Return, word for word, every line that follows.

^^^^^^^^

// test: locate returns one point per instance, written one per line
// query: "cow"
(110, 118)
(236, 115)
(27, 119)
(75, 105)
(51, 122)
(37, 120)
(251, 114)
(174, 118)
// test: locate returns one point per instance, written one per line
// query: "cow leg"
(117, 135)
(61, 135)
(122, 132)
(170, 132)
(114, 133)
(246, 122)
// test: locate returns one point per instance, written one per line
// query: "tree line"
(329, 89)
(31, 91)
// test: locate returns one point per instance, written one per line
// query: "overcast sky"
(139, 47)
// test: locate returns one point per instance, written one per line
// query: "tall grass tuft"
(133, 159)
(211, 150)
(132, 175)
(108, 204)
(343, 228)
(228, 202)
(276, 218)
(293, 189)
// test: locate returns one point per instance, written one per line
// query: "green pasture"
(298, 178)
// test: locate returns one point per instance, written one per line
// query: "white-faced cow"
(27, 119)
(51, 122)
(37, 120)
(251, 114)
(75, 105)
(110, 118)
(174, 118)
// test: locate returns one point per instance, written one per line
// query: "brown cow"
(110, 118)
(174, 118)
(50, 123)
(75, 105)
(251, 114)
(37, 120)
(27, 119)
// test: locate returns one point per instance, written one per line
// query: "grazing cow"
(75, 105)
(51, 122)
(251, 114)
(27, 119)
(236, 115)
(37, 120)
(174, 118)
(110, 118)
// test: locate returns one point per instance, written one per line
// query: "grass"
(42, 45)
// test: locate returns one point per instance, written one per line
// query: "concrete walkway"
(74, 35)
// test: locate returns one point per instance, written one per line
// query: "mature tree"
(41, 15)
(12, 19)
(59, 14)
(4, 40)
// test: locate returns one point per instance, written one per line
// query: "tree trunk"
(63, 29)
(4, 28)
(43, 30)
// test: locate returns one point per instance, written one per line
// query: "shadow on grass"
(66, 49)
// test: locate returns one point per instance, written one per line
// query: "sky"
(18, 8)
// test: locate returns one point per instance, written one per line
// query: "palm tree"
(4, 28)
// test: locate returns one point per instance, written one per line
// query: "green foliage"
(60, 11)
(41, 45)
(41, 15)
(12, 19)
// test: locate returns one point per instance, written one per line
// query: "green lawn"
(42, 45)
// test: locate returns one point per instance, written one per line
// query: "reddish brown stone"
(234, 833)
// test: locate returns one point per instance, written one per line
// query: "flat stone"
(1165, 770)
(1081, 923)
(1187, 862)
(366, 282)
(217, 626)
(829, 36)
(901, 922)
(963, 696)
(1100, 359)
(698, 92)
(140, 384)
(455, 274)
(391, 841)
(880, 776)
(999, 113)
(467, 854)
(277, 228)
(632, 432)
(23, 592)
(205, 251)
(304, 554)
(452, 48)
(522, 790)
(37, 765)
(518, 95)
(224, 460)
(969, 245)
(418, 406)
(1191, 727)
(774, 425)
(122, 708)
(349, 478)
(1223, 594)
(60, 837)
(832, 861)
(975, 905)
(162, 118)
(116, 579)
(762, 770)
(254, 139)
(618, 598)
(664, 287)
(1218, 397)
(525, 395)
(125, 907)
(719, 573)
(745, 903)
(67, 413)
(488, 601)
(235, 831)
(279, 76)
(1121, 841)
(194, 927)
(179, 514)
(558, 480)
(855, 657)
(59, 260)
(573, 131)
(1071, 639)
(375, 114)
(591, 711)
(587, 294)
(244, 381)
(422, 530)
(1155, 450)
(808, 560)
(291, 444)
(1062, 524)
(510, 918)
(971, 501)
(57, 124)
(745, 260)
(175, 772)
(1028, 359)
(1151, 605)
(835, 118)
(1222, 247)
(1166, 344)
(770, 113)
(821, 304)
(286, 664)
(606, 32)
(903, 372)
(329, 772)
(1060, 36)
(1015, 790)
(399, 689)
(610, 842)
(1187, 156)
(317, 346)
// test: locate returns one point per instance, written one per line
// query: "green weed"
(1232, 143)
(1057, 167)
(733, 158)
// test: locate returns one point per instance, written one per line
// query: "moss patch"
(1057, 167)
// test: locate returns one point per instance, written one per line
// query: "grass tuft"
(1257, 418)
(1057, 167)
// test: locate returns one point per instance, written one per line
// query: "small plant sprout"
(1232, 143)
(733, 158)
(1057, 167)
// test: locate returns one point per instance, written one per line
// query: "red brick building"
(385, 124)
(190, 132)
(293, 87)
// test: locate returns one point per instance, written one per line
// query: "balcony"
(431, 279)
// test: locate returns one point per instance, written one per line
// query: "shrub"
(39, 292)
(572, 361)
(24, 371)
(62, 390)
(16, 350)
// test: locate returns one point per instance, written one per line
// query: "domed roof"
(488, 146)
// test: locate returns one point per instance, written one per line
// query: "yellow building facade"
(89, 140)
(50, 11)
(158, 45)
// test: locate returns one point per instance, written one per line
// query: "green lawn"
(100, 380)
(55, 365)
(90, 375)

^^^^^^^^

Complete output:
// test: locate returns one point per instance, written one per line
// query: "cow"
(110, 118)
(236, 115)
(27, 119)
(75, 105)
(51, 122)
(37, 120)
(251, 114)
(174, 118)
// test: locate returns one point per instance, written one per line
// query: "cow leg"
(117, 135)
(61, 135)
(122, 132)
(170, 132)
(114, 133)
(246, 122)
// test: locate returns one point per instance, written one per line
// query: "tree line"
(329, 89)
(31, 91)
// test: locate returns one point per instance, written one per line
// query: "overcast sky"
(139, 47)
// test: locate returns one point per instance, written one per line
// query: "tall grass tuft"
(133, 159)
(211, 150)
(132, 175)
(108, 204)
(343, 228)
(228, 202)
(276, 218)
(293, 189)
// test: locate returns one point per instance, written one per line
// query: "green pasture"
(298, 178)
// test: locate returns one point per instance, written one per line
// query: "white-faced cow"
(27, 119)
(51, 122)
(37, 120)
(251, 114)
(75, 105)
(110, 118)
(174, 118)
// test: locate returns one point per instance, written one per line
// query: "brown cow"
(110, 118)
(174, 118)
(50, 123)
(75, 105)
(251, 114)
(37, 120)
(27, 119)
// test: locate returns one point per instance, written one per line
// query: "grazing cow"
(75, 105)
(51, 122)
(251, 114)
(27, 119)
(236, 115)
(37, 120)
(174, 118)
(110, 118)
// test: locate returns one point per instance, written one per line
// query: "grass"
(42, 45)
// test: locate returns one point per instance, written one per line
// query: "concrete walkway"
(74, 35)
// test: locate returns one point per instance, written one per line
// query: "mature tree"
(41, 15)
(12, 19)
(59, 14)
(4, 40)
// test: locate returns one point per instance, written one per line
// query: "tree trunk"
(63, 29)
(4, 28)
(43, 30)
// test: locate returns one point per instance, written one per line
// query: "shadow on grass"
(66, 49)
// test: locate returns one point per instance, written one per line
// query: "sky"
(18, 8)
// test: locate returns one point per instance, written one per line
// query: "palm tree"
(4, 28)
// test: locate returns one point per instance, written one per line
// query: "green foliage"
(60, 11)
(41, 45)
(41, 15)
(12, 19)
// test: locate returns one point per instance, written one per line
// query: "green lawn"
(42, 45)
// test: locate returns one point per instance, written one per line
// query: "reddish brown stone"
(234, 833)
// test: locate returns one point per instance, written one per line
// query: "flat stone"
(1165, 770)
(1081, 923)
(1187, 862)
(366, 282)
(217, 626)
(829, 36)
(901, 922)
(963, 696)
(1100, 359)
(698, 92)
(140, 384)
(455, 274)
(391, 841)
(880, 776)
(999, 113)
(467, 854)
(277, 228)
(632, 432)
(23, 592)
(205, 251)
(304, 554)
(452, 48)
(522, 790)
(37, 765)
(518, 95)
(224, 460)
(969, 245)
(418, 406)
(1191, 727)
(774, 425)
(122, 708)
(349, 478)
(1223, 594)
(60, 837)
(832, 861)
(975, 905)
(162, 118)
(116, 579)
(762, 770)
(254, 139)
(618, 598)
(664, 287)
(1218, 397)
(525, 395)
(125, 907)
(719, 573)
(745, 903)
(67, 413)
(488, 601)
(235, 831)
(279, 76)
(1121, 841)
(194, 927)
(179, 514)
(558, 480)
(855, 657)
(59, 260)
(573, 131)
(1071, 639)
(375, 114)
(591, 711)
(587, 294)
(244, 381)
(422, 530)
(1155, 450)
(808, 560)
(291, 444)
(1062, 524)
(510, 918)
(971, 501)
(57, 124)
(745, 260)
(175, 772)
(1028, 359)
(1151, 605)
(835, 118)
(1222, 247)
(1166, 344)
(770, 113)
(821, 304)
(286, 664)
(606, 32)
(903, 372)
(329, 772)
(1060, 36)
(1015, 790)
(399, 689)
(610, 842)
(1187, 156)
(317, 346)
// test: locate returns one point per instance, written one per line
// query: "green weed"
(1232, 143)
(1057, 167)
(733, 158)
// test: locate returns one point per instance, written one per line
// query: "moss patch"
(1057, 167)
// test: locate returns one point per instance, written one per line
// query: "grass tuft"
(1257, 418)
(1057, 167)
// test: locate returns one point per instance, written one per line
// query: "small plant sprout"
(1232, 143)
(733, 158)
(1057, 167)
// test: locate returns one point per instance, written one per line
// query: "red brick building"
(385, 124)
(190, 132)
(293, 87)
// test: locate returns one point per instance, written one per line
// query: "balcony"
(431, 279)
// test: locate returns one point per instance, written one per line
// query: "shrub"
(39, 292)
(572, 361)
(24, 371)
(62, 390)
(16, 350)
// test: locate returns one point per instance, written one per line
// query: "domed roof"
(488, 146)
// test: locate returns one point per instance, written one per line
// query: "yellow building facade"
(89, 140)
(50, 11)
(158, 45)
// test: locate returns one point per instance, written one per line
// query: "green lawn"
(100, 380)
(55, 365)
(90, 375)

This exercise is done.